:: DOCUMENT SEGMENT ::
This story takes off when Brigham Young sends a small group of missionaries to build at Fort at the Springs to serve as a weigh station on the way to Southern California. According to the video, local Paiutes had used the Springs for irrigation projects, so there is little doubt as to a native presence at the Springs. Still, when those first missionaries up and leave, the video suggests that their major accomplishment was to prove that people could make a permanent settlement in the area.
…which of course leaves me wondering what about the Paiute? Hadn’t they already proved that?
This may not be as egregious as it sounds. I could well see white folks at the time thinking of it in that light, biased as it is, so I could see the point of calling attention to this perspective. Still, the commentary in the video is as invested in the bias as any Anglo-American might have been at the time the missionaries left, and so the resulting narrative does seem to erase the Paiute. There is enough information about the local Paiute around the rest of Mormon Fort and even in the video itself to contradict that kind of thinking, but the story-line has its own impact.
Could be worse, could be better.
Mostly, it could be better.
***
That said, the Mormon Fort is a great place in its own right. If you’re in the area, and have a little pocket change left, I would definitely go check it out.
***
I found a couple of interesting origin-narratives for the local Paiute, one at the Clark County Museum and one at the Springs Preserve. Each of these are Coyote stories, so it goes without saying that something is going to go terribly wrong in them. That’s how trickster narratives work. Each presents the choice of a Paiute homeland as something of an accident. At the Springs Preserve, this accident seems to suggest that Paiute ended up in the wrong place. Coyote opened the basket early (somewhere between Las Vegas and Moapa). The Clark County variant suggests that people had already been escaping and heading in different directions, and Coyote closed the sack before carrying it a ways further and pouring out those who would become Paiute. Whether this means they ended up where they were supposed to go or not, I can’t tell from the source at the museum.
I’ve presented both of these stories directly below (a video and a picture). Of course this kind of presentation strips a lot of the context out of each narrative, but I think a bit of the flavor in such stories does come through. I find myself thinking of the accident in terms of the arid setting, as if it were meant to explain how Paiute ended up in such a dry location with its sparse resources. Still, I’m not sure how much of that would have been the point of the Paiute story and how much of that may be the rest of the presentations in which they occur. With so much of each exhibit devoted to explaining how these people survived in the local desert, it seems easy to think of this as the point of the accident, that Paiute weren’t really meant to be here, but perhaps just me. Either way, I can’t help thinking it’s an interesting way of thinking about how one’s people ended up where they are. Mistakes happen. Sometimes a mistake mean you ruin lunch, put up a video with bad sound quality, or end up with a low grade on a test.

:: RECORDED INFORMATION ::
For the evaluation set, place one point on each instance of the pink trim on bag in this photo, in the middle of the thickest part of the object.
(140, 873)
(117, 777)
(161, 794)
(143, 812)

:: WRITTEN INSTRUCTION ::
Continue the piece about the Mormon Fort and the Paiute origin stories, starting right after its last sentence, not from the data.

:: EXPECTED ANSWER ::
…and sometimes a mistake create a world to live in.
***
Now the Springs Preserve is interesting in itself. This place is huge, and after four visits, I’m pretty sure I haven’t seen everything. It contains the Nevada State Museum and the Origin Museum as well as a number of outdoor exhibits (one of which is the Paiute village where I recorded the origin story above). That story is one of several narratives relating to Paiutes that you can find in the Springs Preserve. The Origin Museum contains a couple more videos. One appears to be a straight-foreword history of Las Vegas beginning with the arrival of Native Americans in the area. It further mentions the brief history of interaction (including conflict) between whites and natives. A second, more dramatic video (set up in a stand of artificial tulies) appears to depict a Paiute elder greeting us (the visitors) as if she were meeting non-natives for the first time. She is friendly, of course, and explains a thing or two about her people’s survival strategies, but the video ends on a dark turn. She sees change coming, and it seems to fair to suggest this is an allusion to the hazards of contact and colonization.
Neither of these videos goes into much detail about the troubled relations between Paiute and non-natives, but each mentions them. Where the first is dry and a little up-beat, the second is cryptic and disturbing.
A quick listen to the Coyote narrative always seems to put things in perspective for me. Odd, I know to want to follow modern history with an origin narrative, but I doubt Coyote would object.
Oh, the videos!
.
***
The Springs Preserve also contains a history of Las Vegas as portrayed in paintings by the artist Roy Purcell. The only explicit mention of natives I recall seeing in this exhibit is a reference to Spanish raids on local Indians. That’s pretty much it. It’s an interesting history. I at least would have found it a bit more interesting if it had a place for the indigenous population. His website suggests that Purcell is working on Native American subjects now. This sounds promising.
No pictures are allowed in the Purcell exhibit, so I haven’t anything to show for that part of the Springs Preserve.
***
The Nevada State Museum (also in the Springs Preserve) doesn’t seem as focused on questions of subsistence, but it does have a few interesting pieces on indigenous peoples of the area. A life-size photo of Sarah Winnemucca had me wondering if she wasn’t a bit south of her usual residence. My personal fussiness aside, she certainly deserves a place in the Nevada STATE Museum. The museum also includes a video presentation in which a modern actress interprets some of her words for visitors at the Museum. Similar videos provide a glimpse of Wovoka’s prophesies, and a woman whose name translates to Little Willow teaches us a bit about basket-making. Please accept my apologies for the poor quality of the audios. To get the full experience, you’ll just have to go to the Museum.
.
.
***
There is one other thing I really must say about the Nevada State Museum, and that it that it seems to contain the White Tree of Gondor. Oh, they call it a Great Basin Bristle Cone Pine, but I know the White Tree of Gondor when I see it. You can’t fool me!
I know, this has nothing to do with Paiutes, but seriously, I think the White Tree of Gondor deserves at least a mention. Don’t you?
***
I’ve written about the Atomic Testing Museum before, and I don’t have a lot to add here, except to note that the museum does reference the indigenous populations of the testing zones. It’s a smallish display by comparison, focusing primarily on cultural preservation. By some accounts Newe Segobia is the most bombed nation in the world, but that story falls a bit North of this post. It’s worth noting though, the general tenor of the Museum’s approach to Native Americans. They want us to know they are trying to do the right thing, but their treatment of the issue doesn’t really escape the largely pro-testing narratives of the museum as a whole.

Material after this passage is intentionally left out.